Show every line of the records below that contains the word "instance", copying each line in full.

Annotation dataset entries:
══════
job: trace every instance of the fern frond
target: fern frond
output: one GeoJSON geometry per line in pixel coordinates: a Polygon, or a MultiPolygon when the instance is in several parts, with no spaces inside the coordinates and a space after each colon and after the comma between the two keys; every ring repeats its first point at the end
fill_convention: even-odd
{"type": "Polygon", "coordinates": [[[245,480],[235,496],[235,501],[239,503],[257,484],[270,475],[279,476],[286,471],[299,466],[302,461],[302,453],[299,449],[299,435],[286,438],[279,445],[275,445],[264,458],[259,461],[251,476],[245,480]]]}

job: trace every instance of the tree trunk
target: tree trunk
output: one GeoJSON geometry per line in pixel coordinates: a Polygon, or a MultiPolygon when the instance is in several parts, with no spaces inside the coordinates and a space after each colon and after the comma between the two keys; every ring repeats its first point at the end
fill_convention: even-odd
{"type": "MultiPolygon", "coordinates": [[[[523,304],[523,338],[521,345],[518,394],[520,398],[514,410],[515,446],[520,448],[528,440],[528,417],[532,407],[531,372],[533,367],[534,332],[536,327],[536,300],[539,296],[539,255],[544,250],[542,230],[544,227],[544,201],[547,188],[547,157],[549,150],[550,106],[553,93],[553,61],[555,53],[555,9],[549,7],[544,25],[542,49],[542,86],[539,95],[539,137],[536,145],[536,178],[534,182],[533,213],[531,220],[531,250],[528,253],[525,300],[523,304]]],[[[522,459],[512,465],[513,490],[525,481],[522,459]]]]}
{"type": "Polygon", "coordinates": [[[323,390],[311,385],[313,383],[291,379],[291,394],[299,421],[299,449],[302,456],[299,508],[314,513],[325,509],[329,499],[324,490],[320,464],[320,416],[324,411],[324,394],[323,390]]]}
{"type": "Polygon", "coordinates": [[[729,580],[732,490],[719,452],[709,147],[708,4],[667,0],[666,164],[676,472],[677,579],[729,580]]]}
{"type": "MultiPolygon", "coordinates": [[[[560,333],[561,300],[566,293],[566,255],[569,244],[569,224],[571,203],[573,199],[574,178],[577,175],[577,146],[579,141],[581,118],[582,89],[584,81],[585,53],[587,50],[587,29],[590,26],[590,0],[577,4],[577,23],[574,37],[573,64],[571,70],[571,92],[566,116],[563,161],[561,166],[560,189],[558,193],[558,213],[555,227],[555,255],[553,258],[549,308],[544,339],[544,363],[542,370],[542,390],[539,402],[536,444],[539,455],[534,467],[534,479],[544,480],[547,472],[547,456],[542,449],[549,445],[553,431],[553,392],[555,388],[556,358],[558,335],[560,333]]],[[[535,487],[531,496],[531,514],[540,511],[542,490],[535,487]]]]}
══════
Final result:
job: trace every instance of the fern frond
output: one GeoJSON geometry per line in pixel coordinates: a Polygon, or a MultiPolygon when the instance is in several parts, with no spaces inside the coordinates and a space after each colon and after the comma between the two keys; every ring repeats its first point at the end
job: trace every instance of the tree trunk
output: one GeoJSON geometry per line in pixel coordinates: a Polygon, or a MultiPolygon when the instance is in several parts, with no spaces inside the coordinates and a space after each colon and after the comma between the two keys; every ring repeats its first point at the end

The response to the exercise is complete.